----- TEXTE SÉLECTIONNÉ -----

Victoire de la souveraineté nationale, défaite idéologique de M. Macron : c’est ce paradoxe étonnant que souligne la belle victoire du Rafale en Grèce. Qu’est-ce qu’en effet le succès de l’avion d’armes français à Athènes sinon le triomphe éclatant d’une diplomatie souveraine, d’un modèle d’armée indépendant et d’une industrie nationale performante face aux utopies de l’autonomie stratégique européenne serinée de manière stérile à longueur de discours par M. Macron depuis 2017 ?

----- DONNÉES FOURNIES -----

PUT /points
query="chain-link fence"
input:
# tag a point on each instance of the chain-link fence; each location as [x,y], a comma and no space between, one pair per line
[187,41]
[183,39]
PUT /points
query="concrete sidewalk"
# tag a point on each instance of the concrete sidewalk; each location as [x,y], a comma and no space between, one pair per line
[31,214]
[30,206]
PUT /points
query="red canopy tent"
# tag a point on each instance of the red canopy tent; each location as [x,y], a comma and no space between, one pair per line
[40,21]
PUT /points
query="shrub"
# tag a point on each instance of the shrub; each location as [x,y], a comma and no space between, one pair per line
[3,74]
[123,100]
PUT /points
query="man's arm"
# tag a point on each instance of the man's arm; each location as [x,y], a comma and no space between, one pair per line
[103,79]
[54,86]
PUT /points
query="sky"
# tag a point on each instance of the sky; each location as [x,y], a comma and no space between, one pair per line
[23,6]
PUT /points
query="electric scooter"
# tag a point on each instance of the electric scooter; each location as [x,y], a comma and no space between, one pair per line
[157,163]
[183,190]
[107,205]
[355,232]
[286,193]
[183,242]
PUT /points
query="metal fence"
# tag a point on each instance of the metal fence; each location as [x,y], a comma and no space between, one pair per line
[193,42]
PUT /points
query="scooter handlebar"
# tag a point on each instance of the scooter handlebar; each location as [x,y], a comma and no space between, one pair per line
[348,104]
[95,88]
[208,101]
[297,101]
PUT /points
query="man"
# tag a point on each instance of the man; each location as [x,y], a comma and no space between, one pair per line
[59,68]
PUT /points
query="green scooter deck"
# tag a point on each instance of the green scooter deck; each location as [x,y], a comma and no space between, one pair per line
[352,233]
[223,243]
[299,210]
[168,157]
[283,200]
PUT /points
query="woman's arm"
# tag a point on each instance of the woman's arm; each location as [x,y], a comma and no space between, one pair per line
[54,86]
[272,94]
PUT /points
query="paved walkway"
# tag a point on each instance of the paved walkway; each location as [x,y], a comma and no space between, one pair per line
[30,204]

-----

Reproduisez fidèlement le passage du texte sur le Rafale en Grèce, en commençant à « Victoire de la » et en terminant à « depuis 2017 ? ».

Victoire de la souveraineté nationale, défaite idéologique de M. Macron : c’est ce paradoxe étonnant que souligne la belle victoire du Rafale en Grèce. Qu’est-ce qu’en effet le succès de l’avion d’armes français à Athènes sinon le triomphe éclatant d’une diplomatie souveraine, d’un modèle d’armée indépendant et d’une industrie nationale performante face aux utopies de l’autonomie stratégique européenne serinée de manière stérile à longueur de discours par M. Macron depuis 2017 ?